[Dataset excerpts on object pointing]
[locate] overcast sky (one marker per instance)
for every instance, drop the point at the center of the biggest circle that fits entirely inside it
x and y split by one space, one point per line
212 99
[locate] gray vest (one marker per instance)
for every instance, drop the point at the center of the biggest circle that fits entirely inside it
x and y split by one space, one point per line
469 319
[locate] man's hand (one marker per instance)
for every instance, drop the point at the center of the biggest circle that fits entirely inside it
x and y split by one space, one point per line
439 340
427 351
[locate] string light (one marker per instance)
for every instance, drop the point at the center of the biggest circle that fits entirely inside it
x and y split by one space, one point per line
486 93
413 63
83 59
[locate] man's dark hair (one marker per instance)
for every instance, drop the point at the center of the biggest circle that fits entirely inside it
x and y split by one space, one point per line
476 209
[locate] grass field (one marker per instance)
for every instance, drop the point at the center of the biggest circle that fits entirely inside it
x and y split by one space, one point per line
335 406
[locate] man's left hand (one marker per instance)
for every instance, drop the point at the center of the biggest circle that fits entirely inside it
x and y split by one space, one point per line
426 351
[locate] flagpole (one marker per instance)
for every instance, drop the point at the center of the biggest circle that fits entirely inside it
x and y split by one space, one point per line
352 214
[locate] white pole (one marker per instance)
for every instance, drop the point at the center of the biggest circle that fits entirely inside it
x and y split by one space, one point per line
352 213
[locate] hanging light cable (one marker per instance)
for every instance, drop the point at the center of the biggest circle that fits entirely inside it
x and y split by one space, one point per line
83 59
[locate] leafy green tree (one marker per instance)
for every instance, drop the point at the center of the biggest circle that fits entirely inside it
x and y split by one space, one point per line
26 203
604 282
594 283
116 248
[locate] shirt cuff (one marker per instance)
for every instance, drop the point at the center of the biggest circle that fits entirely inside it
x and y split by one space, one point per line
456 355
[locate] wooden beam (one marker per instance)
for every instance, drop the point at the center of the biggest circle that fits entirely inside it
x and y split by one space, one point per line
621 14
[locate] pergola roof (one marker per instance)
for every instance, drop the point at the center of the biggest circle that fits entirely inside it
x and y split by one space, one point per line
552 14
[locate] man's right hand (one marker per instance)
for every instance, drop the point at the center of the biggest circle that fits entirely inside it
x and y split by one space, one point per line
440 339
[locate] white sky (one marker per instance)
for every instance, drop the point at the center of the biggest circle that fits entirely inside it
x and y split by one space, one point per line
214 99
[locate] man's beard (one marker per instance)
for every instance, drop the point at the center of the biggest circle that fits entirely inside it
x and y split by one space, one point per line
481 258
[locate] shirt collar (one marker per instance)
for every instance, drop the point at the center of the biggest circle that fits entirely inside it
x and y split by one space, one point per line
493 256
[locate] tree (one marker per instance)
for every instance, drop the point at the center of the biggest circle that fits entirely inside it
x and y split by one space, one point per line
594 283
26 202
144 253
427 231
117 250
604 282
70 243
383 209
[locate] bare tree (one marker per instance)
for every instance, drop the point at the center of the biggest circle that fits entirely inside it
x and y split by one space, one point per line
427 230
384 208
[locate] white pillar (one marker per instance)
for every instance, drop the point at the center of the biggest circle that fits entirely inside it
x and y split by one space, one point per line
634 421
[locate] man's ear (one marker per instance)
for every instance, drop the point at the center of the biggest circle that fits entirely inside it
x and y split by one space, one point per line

- _Prompt_: In the listing above, find the line containing "[locate] man's right" and please quote exactly that line through the last one, and no other lines.

- _Solution to the exercise_:
[locate] man's right hand (one marker per instance)
for every instance, drop the point at the center of the biggest circle that fits entirely inside it
x and y split by one space, one point per line
440 339
[locate] white sky (one marker per instance)
for every instance, drop the point at the center of the biggest circle that fits entirely inside it
x and y split by one space, one point per line
214 99
[locate] man's beard (one marker per instance)
for every instance, drop the point at the center of the biggest circle that fits entirely inside it
x and y split by one space, one point per line
481 258
[locate] shirt collar (one marker per instance)
for every instance, drop the point at the center of the biggest circle that fits entirely inside it
x and y split by one space, one point per line
493 256
[locate] tree (one marker per instance)
for every instance, drop the point at the center of the biggest circle that fits entirely inside it
x and y split by one space, one point per line
594 283
26 202
144 253
427 231
117 250
604 282
70 243
383 209
[locate] bare tree (one marker per instance)
for every instance, drop the point at the center of the biggest circle that fits entirely inside it
x and y split by one space, one point per line
427 230
384 208
[locate] white pillar (one marker per instance)
for every instance, drop the point at the center of the biggest circle that fits entirely inside it
x and y split by one space, one point per line
634 421
[locate] man's ear (one marker per instance)
for every instance, drop the point at the center of the biggest circle that fits entirely inside it
x and y split by one space, one point per line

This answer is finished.